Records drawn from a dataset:
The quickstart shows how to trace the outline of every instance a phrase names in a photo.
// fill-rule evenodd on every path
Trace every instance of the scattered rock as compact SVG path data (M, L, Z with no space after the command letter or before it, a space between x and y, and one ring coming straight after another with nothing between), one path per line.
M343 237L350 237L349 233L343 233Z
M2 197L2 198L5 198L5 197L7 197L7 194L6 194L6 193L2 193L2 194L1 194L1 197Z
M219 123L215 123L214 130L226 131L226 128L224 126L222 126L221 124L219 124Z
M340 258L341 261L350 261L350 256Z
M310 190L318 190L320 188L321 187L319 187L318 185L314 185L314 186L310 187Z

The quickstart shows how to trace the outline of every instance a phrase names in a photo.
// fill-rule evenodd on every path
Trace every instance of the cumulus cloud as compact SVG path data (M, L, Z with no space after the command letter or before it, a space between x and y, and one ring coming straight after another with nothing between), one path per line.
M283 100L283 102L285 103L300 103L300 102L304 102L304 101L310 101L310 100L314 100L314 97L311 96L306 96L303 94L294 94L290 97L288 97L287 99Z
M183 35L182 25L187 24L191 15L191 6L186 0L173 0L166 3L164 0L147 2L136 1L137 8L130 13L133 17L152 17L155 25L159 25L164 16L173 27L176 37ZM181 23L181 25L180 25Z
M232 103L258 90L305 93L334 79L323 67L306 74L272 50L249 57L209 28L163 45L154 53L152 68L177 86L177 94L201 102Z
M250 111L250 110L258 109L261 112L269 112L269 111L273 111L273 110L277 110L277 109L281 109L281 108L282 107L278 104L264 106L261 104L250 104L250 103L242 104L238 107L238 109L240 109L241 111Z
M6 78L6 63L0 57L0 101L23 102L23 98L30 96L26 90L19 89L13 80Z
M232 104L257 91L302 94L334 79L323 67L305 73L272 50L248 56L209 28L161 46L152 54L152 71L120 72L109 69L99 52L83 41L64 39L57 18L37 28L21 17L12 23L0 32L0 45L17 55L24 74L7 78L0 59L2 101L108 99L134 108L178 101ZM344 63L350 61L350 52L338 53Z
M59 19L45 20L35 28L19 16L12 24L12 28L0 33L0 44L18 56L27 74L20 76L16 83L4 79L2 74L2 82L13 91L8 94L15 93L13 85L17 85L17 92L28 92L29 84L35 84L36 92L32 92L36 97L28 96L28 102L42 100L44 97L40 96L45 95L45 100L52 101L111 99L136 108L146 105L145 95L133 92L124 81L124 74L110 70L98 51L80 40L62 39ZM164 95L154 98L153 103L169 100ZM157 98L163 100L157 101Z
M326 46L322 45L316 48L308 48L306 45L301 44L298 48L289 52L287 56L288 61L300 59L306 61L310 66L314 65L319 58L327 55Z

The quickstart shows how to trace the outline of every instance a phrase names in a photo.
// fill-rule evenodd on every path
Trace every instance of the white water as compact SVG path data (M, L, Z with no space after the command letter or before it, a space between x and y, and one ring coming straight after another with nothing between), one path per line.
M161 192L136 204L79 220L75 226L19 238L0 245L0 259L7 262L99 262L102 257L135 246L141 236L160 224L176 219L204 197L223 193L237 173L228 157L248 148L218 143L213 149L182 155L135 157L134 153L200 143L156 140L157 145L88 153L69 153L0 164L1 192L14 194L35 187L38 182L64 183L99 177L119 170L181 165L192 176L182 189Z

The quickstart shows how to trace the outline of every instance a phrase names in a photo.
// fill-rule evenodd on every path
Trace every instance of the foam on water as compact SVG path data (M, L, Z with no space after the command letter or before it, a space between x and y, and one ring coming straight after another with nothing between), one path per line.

• [TASK REQUIREMENTS]: Every single line of the data above must be set down again exactly.

• [ANSWER SPACE]:
The quickstart shows how to trace the outline of every instance a phrase names in a photo.
// fill-rule evenodd on every path
Trace every instance of the scattered rock as compact SVG path data (M, L, Z with no space after the command letter or before it, a space between x and y, and one ring coming straight after another with nothing between), one path per line.
M343 237L350 237L349 233L343 233Z
M2 197L2 198L5 198L5 197L7 197L7 194L6 194L6 193L2 193L2 194L1 194L1 197Z
M219 123L215 123L214 130L226 131L226 128L224 126L222 126L221 124L219 124Z
M340 258L341 261L350 261L350 256Z
M310 190L318 190L320 188L321 187L319 187L318 185L314 185L314 186L310 187Z

The quickstart shows how to trace the outline of every instance a phrase names in a photo.
// fill-rule evenodd on every path
Trace every instance of the cumulus cloud as compact SVG path data (M, L, Z with no space after the command letter or before it, a space between x and y, and one ring coming straight after another with nothing between), one path per line.
M283 100L283 102L285 103L300 103L300 102L304 102L304 101L310 101L310 100L314 100L314 97L311 96L306 96L303 94L294 94L290 97L288 97L287 99Z
M183 35L182 25L187 24L191 15L191 6L186 0L173 0L166 3L164 0L147 2L136 1L137 8L130 13L133 17L152 17L155 25L159 25L164 16L173 27L176 37ZM181 23L181 25L180 25Z
M232 103L258 90L305 93L334 79L323 67L306 74L272 50L249 57L209 28L163 45L154 53L152 68L177 86L177 94L201 102Z
M250 111L250 110L258 109L261 112L269 112L269 111L273 111L273 110L277 110L277 109L281 109L281 108L282 107L278 104L264 106L261 104L250 104L250 103L242 104L238 107L238 109L240 109L241 111Z
M6 78L6 63L0 57L0 101L23 102L23 98L30 96L26 90L19 89L13 80Z
M232 104L257 91L302 94L334 79L323 67L305 73L272 50L248 56L209 28L161 46L152 54L152 71L120 72L109 69L99 52L83 41L64 39L57 18L37 28L21 17L12 23L0 32L0 45L17 55L24 74L7 78L0 59L2 101L108 99L134 108L178 101ZM344 63L350 61L350 52L338 53Z
M59 19L45 20L35 28L19 16L12 24L12 28L0 33L0 44L18 56L27 74L20 76L16 83L4 79L2 74L2 82L13 91L8 94L15 93L13 85L17 85L17 92L28 92L29 84L35 84L36 92L32 92L36 97L28 96L28 102L42 100L44 97L40 96L45 95L45 100L52 101L111 99L136 108L146 105L145 95L133 92L124 81L124 74L110 70L98 51L80 40L62 39ZM164 95L154 98L153 103L169 100ZM157 98L163 100L157 101Z
M326 46L322 45L316 48L308 48L306 45L301 44L298 48L289 52L287 56L288 61L300 59L306 61L310 66L314 65L319 58L327 55Z

The quickstart shows how to trace the outline of every instance a phrase names in a photo.
// fill-rule evenodd on every path
Trace every instance of the white water as compact SVG path data (M, L, Z with no space after the command letter or before it, a space between x and y, and one ring coming straight after another with nothing between), one path per line.
M161 192L136 204L79 220L75 226L19 238L0 245L0 259L7 262L99 262L102 257L135 246L141 236L160 224L176 219L204 197L223 193L237 173L228 157L248 148L218 143L213 149L182 155L135 157L134 153L200 143L156 140L157 145L88 153L69 153L0 164L1 192L14 194L35 187L38 182L64 183L99 177L119 170L181 165L192 176L182 189Z

The quickstart shows how to trace the outline of every instance a phrase names in a photo.
// fill-rule evenodd on every path
Trace every instance of the foam on water as compact SVG path data (M, L, Z with no space after the command letter or before it, a space between x and y, and one ring coming straight after another with nothing between), one path per line.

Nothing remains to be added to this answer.